* [YOUR OBJECTIVE] In the records that follow, the lines from the one containing "pair like [179,149]." to the one containing "pair like [63,24].", inclusive, are to be given again exactly.

Source records

:::

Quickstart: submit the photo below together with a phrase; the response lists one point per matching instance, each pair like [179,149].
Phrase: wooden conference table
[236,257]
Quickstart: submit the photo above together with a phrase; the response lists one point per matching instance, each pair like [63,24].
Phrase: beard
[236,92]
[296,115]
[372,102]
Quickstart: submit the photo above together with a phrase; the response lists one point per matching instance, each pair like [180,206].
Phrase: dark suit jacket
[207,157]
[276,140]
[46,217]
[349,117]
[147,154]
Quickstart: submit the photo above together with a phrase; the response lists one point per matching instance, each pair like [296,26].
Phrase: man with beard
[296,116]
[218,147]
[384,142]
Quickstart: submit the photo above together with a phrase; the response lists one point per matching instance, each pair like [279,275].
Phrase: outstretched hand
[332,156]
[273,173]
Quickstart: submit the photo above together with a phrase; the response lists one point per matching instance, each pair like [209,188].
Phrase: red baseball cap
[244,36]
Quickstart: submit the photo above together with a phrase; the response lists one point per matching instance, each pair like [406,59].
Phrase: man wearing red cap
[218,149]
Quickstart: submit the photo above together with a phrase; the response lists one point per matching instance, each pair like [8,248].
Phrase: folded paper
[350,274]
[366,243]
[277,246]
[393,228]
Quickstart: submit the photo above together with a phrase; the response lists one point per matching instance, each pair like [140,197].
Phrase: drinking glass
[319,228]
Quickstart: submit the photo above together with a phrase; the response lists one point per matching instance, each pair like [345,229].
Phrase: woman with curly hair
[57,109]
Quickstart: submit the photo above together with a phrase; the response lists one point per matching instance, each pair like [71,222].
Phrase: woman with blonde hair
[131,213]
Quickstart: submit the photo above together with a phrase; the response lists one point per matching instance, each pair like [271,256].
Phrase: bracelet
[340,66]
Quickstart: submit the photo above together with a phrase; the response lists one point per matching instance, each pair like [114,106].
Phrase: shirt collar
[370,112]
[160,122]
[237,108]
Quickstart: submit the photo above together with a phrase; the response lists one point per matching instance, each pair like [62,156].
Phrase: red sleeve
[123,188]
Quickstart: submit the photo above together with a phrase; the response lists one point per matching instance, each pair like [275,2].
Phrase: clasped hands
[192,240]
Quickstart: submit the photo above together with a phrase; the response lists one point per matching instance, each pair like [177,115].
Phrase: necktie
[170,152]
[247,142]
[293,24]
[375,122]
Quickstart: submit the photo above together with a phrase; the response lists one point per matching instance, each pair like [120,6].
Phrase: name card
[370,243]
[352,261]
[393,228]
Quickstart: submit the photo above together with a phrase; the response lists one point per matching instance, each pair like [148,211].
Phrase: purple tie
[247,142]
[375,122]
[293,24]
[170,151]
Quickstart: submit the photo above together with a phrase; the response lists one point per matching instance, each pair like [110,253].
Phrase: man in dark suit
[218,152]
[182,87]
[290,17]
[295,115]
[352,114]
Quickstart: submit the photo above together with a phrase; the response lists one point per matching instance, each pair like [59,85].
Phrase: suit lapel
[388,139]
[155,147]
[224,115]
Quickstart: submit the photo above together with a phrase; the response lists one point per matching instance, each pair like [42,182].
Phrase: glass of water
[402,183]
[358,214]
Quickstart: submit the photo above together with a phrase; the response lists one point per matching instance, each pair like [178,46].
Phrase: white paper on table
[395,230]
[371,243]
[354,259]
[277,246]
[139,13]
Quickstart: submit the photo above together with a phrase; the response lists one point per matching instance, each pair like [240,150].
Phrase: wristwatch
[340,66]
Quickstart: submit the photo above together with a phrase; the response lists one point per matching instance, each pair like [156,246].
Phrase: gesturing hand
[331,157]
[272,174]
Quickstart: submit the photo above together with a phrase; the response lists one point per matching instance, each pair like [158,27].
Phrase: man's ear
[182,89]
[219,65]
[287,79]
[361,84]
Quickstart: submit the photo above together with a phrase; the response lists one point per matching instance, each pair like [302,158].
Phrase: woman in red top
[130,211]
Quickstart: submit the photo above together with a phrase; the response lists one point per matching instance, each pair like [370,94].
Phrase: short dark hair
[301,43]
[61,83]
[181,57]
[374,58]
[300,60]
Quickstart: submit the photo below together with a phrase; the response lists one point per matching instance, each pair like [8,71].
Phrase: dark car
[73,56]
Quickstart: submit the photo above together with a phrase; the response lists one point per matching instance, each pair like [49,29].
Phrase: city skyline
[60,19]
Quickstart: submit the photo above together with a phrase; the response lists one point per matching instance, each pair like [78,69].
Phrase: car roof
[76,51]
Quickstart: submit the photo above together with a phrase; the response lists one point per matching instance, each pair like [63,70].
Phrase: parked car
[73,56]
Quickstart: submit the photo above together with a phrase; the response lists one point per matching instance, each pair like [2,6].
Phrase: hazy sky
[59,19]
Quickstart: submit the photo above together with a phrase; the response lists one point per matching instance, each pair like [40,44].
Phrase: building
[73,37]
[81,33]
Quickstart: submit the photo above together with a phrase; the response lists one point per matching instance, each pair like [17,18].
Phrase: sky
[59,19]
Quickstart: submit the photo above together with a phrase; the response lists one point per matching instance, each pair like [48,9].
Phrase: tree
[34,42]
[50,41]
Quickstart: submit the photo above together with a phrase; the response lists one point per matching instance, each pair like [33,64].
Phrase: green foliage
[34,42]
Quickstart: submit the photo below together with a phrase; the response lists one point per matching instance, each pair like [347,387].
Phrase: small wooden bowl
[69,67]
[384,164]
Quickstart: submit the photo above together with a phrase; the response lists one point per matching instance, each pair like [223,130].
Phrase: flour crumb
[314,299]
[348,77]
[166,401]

:::

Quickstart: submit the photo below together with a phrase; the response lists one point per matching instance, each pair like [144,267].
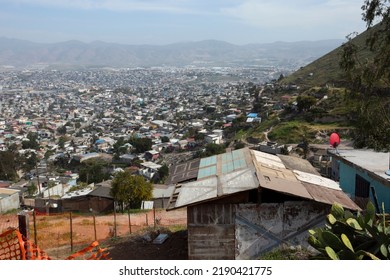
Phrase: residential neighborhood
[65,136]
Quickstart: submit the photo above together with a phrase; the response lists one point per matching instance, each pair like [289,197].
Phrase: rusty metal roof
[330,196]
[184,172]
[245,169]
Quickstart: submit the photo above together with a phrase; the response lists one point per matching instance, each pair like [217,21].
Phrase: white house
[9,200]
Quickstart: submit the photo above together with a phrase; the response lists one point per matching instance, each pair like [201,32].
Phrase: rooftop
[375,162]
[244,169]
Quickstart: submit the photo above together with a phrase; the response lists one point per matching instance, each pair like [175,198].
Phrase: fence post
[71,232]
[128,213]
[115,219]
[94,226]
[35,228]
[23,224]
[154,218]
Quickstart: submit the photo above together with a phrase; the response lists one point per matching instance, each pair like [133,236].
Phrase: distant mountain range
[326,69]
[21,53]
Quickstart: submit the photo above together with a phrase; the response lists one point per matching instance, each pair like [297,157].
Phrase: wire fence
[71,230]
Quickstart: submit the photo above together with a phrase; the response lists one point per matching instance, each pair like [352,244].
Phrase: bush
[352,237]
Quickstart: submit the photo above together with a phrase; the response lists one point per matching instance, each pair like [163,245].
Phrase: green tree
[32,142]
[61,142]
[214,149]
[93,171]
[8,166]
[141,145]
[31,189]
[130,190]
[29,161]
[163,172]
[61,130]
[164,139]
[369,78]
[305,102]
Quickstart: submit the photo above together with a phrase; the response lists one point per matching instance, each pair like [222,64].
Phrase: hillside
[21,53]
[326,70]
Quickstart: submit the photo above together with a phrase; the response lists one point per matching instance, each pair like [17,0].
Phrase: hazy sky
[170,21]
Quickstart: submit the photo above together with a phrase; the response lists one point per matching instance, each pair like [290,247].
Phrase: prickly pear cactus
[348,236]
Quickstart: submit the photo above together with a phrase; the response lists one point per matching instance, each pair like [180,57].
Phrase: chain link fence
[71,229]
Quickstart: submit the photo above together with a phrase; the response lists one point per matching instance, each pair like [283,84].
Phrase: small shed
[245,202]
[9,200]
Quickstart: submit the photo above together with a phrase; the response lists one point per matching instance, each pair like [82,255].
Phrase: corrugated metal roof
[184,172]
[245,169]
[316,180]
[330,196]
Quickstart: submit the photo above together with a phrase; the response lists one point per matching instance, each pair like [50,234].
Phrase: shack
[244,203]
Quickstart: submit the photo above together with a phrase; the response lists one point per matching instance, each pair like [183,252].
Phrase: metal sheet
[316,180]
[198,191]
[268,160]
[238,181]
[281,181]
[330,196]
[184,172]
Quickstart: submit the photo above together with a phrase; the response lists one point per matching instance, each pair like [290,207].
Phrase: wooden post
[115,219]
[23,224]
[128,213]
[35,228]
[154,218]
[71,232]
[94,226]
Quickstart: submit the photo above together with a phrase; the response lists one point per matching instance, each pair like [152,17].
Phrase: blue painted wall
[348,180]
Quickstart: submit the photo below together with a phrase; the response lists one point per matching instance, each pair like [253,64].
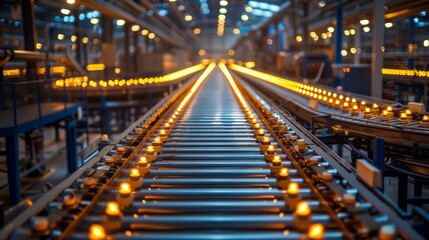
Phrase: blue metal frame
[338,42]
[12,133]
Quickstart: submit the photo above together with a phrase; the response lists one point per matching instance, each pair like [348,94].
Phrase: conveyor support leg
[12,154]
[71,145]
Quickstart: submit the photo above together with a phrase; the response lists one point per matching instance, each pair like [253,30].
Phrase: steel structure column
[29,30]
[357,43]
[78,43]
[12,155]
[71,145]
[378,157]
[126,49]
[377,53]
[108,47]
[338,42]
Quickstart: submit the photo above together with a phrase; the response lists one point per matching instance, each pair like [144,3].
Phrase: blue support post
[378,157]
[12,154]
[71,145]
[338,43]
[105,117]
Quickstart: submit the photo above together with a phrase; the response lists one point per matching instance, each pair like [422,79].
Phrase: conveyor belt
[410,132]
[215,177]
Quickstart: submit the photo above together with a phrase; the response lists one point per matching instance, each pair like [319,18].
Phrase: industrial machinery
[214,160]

:::

* [SOLUTION TO THE PROBLEM]
Quickstart: submit the photo below together with a phrase; the response lists one point per matching instance, each pair like [179,149].
Phrase: wooden conference table
[236,257]
Quickstart: submit the photo above together with a phrase; the response lists one point per matching instance, each pair like [63,24].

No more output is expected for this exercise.